-- Start of Data section --

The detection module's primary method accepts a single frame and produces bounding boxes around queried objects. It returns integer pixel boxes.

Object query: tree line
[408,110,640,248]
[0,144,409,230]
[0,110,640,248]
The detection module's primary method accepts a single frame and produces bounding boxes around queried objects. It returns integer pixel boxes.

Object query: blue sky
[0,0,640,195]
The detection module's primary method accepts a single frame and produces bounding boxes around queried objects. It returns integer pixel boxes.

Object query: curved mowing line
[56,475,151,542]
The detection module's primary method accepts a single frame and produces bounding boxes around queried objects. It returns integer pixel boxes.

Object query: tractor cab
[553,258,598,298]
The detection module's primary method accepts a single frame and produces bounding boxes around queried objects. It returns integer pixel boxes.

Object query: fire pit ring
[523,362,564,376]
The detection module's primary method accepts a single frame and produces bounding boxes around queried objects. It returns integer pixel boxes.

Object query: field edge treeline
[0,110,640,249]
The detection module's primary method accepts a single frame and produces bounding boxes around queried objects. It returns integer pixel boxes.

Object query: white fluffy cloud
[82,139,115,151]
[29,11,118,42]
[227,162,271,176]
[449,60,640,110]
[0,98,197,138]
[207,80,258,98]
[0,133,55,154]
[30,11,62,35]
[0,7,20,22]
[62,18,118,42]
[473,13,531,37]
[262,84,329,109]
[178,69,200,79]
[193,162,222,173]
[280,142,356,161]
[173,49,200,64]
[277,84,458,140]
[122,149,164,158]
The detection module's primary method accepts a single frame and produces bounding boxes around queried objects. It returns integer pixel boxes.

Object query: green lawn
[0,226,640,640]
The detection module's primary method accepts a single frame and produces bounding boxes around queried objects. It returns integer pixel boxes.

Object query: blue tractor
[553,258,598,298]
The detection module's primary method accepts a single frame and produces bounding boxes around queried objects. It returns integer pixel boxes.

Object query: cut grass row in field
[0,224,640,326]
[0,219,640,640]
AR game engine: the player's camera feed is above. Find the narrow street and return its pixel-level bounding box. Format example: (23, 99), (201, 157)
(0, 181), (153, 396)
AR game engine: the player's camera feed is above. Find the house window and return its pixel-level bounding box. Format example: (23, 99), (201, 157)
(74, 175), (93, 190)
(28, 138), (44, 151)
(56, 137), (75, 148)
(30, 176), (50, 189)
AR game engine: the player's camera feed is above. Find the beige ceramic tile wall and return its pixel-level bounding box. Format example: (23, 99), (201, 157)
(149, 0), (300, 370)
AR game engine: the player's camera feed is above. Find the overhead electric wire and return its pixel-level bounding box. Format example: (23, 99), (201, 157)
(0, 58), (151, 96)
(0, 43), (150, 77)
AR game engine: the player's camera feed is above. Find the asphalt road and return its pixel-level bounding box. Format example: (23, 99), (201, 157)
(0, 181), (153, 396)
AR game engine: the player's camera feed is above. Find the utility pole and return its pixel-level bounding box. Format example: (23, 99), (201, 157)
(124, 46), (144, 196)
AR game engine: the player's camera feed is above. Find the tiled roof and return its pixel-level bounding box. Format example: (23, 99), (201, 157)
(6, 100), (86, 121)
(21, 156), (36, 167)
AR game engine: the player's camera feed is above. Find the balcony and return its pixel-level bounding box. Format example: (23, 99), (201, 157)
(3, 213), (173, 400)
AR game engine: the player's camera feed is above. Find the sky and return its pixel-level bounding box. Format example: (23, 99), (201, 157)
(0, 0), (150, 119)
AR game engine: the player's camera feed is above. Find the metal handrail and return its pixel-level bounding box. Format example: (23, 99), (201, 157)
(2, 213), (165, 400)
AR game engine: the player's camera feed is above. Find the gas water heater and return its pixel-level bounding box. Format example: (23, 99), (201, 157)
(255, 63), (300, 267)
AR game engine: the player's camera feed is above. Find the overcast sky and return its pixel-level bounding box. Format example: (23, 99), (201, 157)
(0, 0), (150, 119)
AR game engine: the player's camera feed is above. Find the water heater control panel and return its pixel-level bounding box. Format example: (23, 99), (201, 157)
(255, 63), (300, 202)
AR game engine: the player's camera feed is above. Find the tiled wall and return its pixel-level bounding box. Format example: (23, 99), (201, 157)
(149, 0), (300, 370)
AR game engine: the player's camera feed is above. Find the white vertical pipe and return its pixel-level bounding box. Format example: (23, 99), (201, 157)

-- End of Data section --

Locate every line of the listing above that contains the string "query" with matching case, and copy each such line.

Object query: tree line
Object query: blue sky
Object query: curved mowing line
Object query: tractor cab
Object query: fire pit ring
Object query: field edge treeline
Object query: white fluffy cloud
Object query: green lawn
Object query: blue tractor
Object query: cut grass row in field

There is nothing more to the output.